__Aim of the exercise__. Among the entries below, find the lines with "trunk" and copy them.

------------------------------------

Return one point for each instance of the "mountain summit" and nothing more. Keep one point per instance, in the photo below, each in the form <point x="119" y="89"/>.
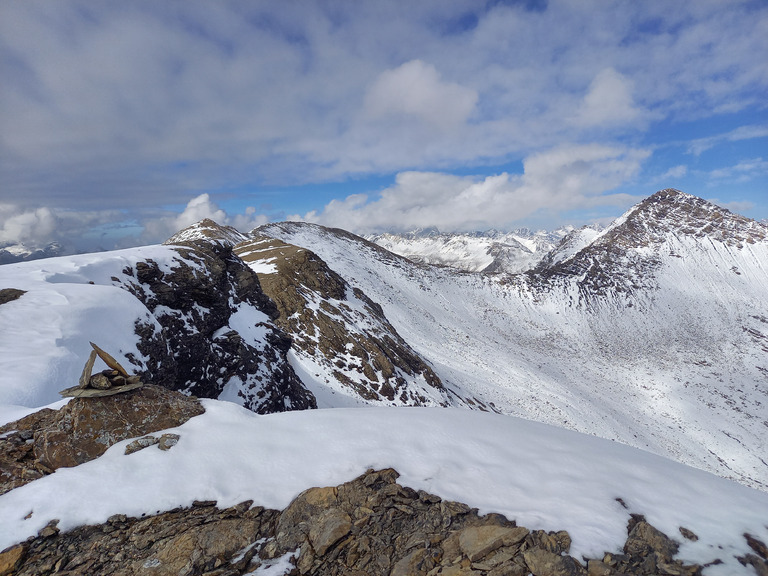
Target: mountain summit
<point x="651" y="332"/>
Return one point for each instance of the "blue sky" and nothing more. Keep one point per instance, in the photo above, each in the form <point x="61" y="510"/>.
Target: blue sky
<point x="121" y="122"/>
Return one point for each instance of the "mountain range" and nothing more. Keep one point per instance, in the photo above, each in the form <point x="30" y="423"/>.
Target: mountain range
<point x="651" y="332"/>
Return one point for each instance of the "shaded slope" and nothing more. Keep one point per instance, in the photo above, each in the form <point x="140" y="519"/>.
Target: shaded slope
<point x="653" y="340"/>
<point x="341" y="337"/>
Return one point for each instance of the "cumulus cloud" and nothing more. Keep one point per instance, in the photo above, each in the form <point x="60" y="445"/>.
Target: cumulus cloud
<point x="133" y="105"/>
<point x="565" y="178"/>
<point x="198" y="208"/>
<point x="35" y="228"/>
<point x="416" y="90"/>
<point x="749" y="132"/>
<point x="609" y="101"/>
<point x="674" y="173"/>
<point x="91" y="231"/>
<point x="743" y="171"/>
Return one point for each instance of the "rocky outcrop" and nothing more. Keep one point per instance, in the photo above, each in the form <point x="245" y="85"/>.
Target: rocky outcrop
<point x="197" y="540"/>
<point x="366" y="527"/>
<point x="339" y="328"/>
<point x="10" y="294"/>
<point x="197" y="350"/>
<point x="82" y="430"/>
<point x="623" y="258"/>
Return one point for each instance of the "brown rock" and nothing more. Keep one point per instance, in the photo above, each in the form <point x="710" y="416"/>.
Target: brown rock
<point x="543" y="563"/>
<point x="330" y="527"/>
<point x="688" y="534"/>
<point x="168" y="441"/>
<point x="100" y="382"/>
<point x="84" y="429"/>
<point x="644" y="539"/>
<point x="478" y="541"/>
<point x="11" y="558"/>
<point x="757" y="545"/>
<point x="109" y="360"/>
<point x="598" y="568"/>
<point x="140" y="444"/>
<point x="85" y="377"/>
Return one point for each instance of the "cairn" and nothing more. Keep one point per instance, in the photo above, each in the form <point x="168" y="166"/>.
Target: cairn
<point x="114" y="380"/>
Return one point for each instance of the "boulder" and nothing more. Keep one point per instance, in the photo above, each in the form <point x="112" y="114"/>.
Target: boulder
<point x="83" y="430"/>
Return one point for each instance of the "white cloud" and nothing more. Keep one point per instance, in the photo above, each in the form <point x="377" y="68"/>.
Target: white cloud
<point x="134" y="105"/>
<point x="673" y="173"/>
<point x="560" y="179"/>
<point x="35" y="228"/>
<point x="609" y="101"/>
<point x="700" y="145"/>
<point x="91" y="231"/>
<point x="198" y="208"/>
<point x="742" y="172"/>
<point x="416" y="90"/>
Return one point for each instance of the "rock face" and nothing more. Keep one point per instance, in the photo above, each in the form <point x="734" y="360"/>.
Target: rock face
<point x="366" y="527"/>
<point x="216" y="330"/>
<point x="337" y="329"/>
<point x="623" y="258"/>
<point x="83" y="430"/>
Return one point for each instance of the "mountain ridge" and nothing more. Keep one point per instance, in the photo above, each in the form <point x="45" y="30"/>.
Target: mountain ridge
<point x="612" y="338"/>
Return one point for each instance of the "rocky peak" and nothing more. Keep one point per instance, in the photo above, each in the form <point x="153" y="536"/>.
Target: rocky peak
<point x="624" y="257"/>
<point x="339" y="334"/>
<point x="209" y="231"/>
<point x="674" y="212"/>
<point x="44" y="441"/>
<point x="215" y="334"/>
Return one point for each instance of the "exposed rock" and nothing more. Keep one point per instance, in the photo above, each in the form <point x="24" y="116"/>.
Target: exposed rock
<point x="83" y="430"/>
<point x="10" y="294"/>
<point x="114" y="380"/>
<point x="478" y="541"/>
<point x="624" y="258"/>
<point x="185" y="541"/>
<point x="168" y="441"/>
<point x="365" y="527"/>
<point x="645" y="539"/>
<point x="688" y="534"/>
<point x="11" y="558"/>
<point x="339" y="327"/>
<point x="196" y="350"/>
<point x="757" y="545"/>
<point x="140" y="444"/>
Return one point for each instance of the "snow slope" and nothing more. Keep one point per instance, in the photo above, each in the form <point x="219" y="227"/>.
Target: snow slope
<point x="541" y="476"/>
<point x="677" y="366"/>
<point x="70" y="301"/>
<point x="490" y="251"/>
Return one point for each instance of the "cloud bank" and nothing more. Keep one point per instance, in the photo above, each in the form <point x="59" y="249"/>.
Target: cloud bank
<point x="112" y="111"/>
<point x="558" y="180"/>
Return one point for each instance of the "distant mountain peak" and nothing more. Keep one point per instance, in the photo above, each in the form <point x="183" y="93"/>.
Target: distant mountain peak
<point x="671" y="211"/>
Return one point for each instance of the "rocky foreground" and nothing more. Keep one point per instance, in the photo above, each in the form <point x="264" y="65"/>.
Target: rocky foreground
<point x="369" y="526"/>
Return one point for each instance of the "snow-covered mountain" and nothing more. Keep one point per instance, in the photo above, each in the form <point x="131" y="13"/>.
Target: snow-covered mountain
<point x="489" y="252"/>
<point x="652" y="332"/>
<point x="18" y="252"/>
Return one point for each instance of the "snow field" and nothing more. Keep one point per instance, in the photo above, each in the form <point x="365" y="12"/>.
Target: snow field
<point x="541" y="476"/>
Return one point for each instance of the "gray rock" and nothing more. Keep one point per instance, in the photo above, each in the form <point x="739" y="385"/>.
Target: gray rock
<point x="140" y="444"/>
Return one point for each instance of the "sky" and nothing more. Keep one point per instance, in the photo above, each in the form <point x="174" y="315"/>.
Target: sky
<point x="122" y="122"/>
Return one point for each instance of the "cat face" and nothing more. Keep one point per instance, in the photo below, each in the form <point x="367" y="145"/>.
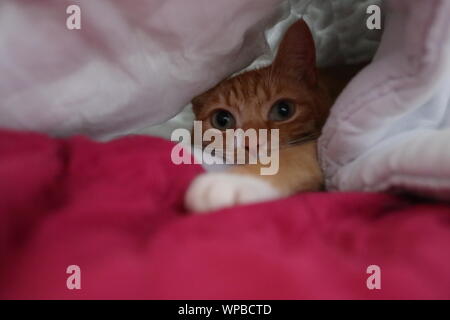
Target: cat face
<point x="285" y="95"/>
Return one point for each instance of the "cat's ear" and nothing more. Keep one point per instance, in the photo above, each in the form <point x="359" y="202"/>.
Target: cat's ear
<point x="296" y="54"/>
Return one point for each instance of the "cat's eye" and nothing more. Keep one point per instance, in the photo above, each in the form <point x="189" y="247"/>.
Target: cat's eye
<point x="223" y="120"/>
<point x="282" y="110"/>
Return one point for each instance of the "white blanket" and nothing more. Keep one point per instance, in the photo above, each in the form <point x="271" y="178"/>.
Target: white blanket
<point x="390" y="129"/>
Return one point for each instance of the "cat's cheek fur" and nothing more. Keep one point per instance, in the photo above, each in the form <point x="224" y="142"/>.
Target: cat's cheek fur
<point x="212" y="191"/>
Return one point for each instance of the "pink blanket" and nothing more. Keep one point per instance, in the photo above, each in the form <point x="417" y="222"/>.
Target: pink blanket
<point x="115" y="210"/>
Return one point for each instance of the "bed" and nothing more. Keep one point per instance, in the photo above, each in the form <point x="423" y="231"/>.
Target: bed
<point x="80" y="187"/>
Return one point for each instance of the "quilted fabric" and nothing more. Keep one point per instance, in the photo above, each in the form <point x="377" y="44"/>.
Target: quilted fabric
<point x="390" y="129"/>
<point x="135" y="64"/>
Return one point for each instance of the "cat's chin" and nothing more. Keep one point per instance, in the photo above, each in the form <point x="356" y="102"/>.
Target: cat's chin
<point x="212" y="191"/>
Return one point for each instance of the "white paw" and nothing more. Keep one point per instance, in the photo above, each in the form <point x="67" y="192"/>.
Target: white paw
<point x="212" y="191"/>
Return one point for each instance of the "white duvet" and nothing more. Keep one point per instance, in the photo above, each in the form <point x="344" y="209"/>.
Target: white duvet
<point x="137" y="63"/>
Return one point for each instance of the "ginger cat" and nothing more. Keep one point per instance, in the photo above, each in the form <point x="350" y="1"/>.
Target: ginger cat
<point x="291" y="95"/>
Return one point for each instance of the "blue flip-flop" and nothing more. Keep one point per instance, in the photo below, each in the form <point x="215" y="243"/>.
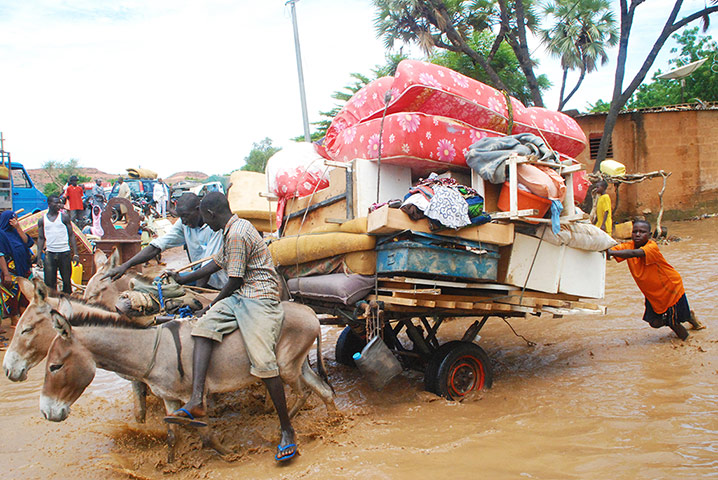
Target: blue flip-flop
<point x="283" y="449"/>
<point x="182" y="416"/>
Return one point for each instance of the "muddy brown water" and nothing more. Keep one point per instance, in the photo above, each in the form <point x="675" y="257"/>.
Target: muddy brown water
<point x="598" y="397"/>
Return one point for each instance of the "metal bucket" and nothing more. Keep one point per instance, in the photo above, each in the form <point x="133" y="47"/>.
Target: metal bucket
<point x="377" y="363"/>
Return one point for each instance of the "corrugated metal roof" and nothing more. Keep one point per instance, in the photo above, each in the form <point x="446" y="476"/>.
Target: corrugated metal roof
<point x="685" y="107"/>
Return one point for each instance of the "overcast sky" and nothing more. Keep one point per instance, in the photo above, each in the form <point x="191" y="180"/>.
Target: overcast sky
<point x="189" y="85"/>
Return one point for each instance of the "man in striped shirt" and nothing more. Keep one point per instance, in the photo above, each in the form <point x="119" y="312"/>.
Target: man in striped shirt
<point x="248" y="301"/>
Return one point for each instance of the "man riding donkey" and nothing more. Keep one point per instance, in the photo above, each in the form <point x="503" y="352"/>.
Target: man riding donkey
<point x="248" y="301"/>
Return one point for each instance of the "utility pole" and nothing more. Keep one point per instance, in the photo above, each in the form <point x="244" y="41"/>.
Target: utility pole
<point x="300" y="72"/>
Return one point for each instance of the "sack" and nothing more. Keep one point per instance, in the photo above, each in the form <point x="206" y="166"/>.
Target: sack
<point x="333" y="288"/>
<point x="583" y="236"/>
<point x="542" y="181"/>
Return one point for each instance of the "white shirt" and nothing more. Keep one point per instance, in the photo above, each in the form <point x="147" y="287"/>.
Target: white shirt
<point x="159" y="192"/>
<point x="201" y="243"/>
<point x="56" y="238"/>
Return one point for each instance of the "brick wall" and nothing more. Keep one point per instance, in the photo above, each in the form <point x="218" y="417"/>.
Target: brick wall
<point x="684" y="143"/>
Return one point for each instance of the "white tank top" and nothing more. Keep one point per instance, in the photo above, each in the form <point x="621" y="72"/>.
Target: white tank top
<point x="56" y="240"/>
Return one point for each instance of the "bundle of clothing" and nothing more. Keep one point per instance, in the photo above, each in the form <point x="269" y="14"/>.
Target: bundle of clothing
<point x="445" y="202"/>
<point x="489" y="156"/>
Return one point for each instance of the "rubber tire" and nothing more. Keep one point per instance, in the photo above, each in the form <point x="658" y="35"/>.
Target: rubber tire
<point x="348" y="344"/>
<point x="461" y="357"/>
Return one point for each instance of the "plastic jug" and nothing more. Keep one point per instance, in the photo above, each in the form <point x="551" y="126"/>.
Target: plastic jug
<point x="613" y="168"/>
<point x="76" y="273"/>
<point x="377" y="363"/>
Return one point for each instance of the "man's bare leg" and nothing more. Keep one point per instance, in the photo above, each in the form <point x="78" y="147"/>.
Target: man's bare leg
<point x="275" y="387"/>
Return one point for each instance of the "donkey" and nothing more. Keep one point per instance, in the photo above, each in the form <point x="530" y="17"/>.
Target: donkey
<point x="34" y="334"/>
<point x="156" y="358"/>
<point x="105" y="291"/>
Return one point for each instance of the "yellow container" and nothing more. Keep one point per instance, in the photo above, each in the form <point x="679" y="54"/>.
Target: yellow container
<point x="77" y="273"/>
<point x="623" y="230"/>
<point x="613" y="168"/>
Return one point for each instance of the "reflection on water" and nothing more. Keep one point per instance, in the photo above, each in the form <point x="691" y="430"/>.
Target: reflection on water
<point x="598" y="397"/>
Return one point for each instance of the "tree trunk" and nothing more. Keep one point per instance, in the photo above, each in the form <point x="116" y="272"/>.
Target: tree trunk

------------------------------------

__Exercise output__.
Return one point for each instance of the "tree trunk" and nothing more. Keep one point per instance, in the photo above, each in the form <point x="116" y="272"/>.
Target: tree trunk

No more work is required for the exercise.